(ЗАДАНИЯ):
**a)** Назовите всех, кто, согласно отрывку об историографии Лемпицкого, объяснял сущность исторических явлений климатическими условиями.
**b)** В каком году, по словам отрывка, был расстрелян Лемпицкий?

(ОТРЫВОК):
************

Модель историографии, предложенная Лемпицким, включает четыре фазы развития. «Ростки» немецкой литературной науки появляются, по его мнению, в Средневековье, крепнут и развиваются в ренессансной филологии эпохи гуманизма и Реформации; «предпосылки» же ее складываются в литературоведении XVIII в. до Гердера включительно. Третий этап – «основоположение» в культуре романтизма и четвертый – «разработка» в обощающих трудах Георга Готфрида Гервинуса и Вильгельма Шерера—Лемпицкий рассматривал во втором томе своего исследования, рукопись которого, почти законченная, пропала в годы войны после того, как автор ее, профессор Варшавского университета, был расстрелян в 1943 г. в концентрационном лагере Освенцим. Работая над вторым томом, Лемпицкий сознательно довел свое исследование лишь до конца XIX в.; филологию своего времени он из рассмотрения исключил.
В плане концептуализации материала Лемпицкий очерчивает четыре круга вопросов.[65] Во-первых, он прослеживает историю литературной науки по линии дифференциации от а) полигисторства и b) истории всеобщей литературы к с) истории национальной литературы и d) истории поэзии до е) истории жанров. При этом он в качестве одного из приемов описания уже включает историю понятий. Во-вторых, он тематизирует положение науки о литературе в комплексе «наук о духе» (Geisteswissenschaftten) и ее отношение к науке вообще. Особенно выразительно показывает он процесс внедрения в гуманитарную сферу естественнонаучного «натурализма», который «науки о духе» пытаются адаптировать в форме аналогий.
«Тремя последовательными ударами внедряется этот методологический натурализм в науки о духе, оставляя свои следы и в области естествознания. Сначала в форме механистических аналогий, характерных для XVII столетия, когда, с одной стороны, пытались объяснять сущность исторических явлений исходя из климатических условий (Дюбо, Монтескье, Тампль, Уоттон, Бодмер, Гердер), а с другой, рассматривали психическую жизнь по законам механики (картезианская теория аффектов). Затем Шефтсбери, Гёте, Гердер и романтики применяют к изучению литературных произведений аналогию динамико-органическую. Наконец, следует аналогия биолого-эволюционистская, овладевающая сознанием ученых в эпоху позитивизма, когда она определяет, например, конепции Тэна, Шерера, а с другой стороны – жанровую теорию Брюнетьера».[66]

************

Сохраненные записи из коллекции
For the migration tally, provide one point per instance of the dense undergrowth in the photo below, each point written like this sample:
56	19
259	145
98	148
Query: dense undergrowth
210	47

************

(ОТВЕТЫ ПО ЗАДАНИЯМ):
**a)** Дюбо, Монтескье, Тампль, Уоттон, Бодмер, Гердер.

**b)** В 1943 году.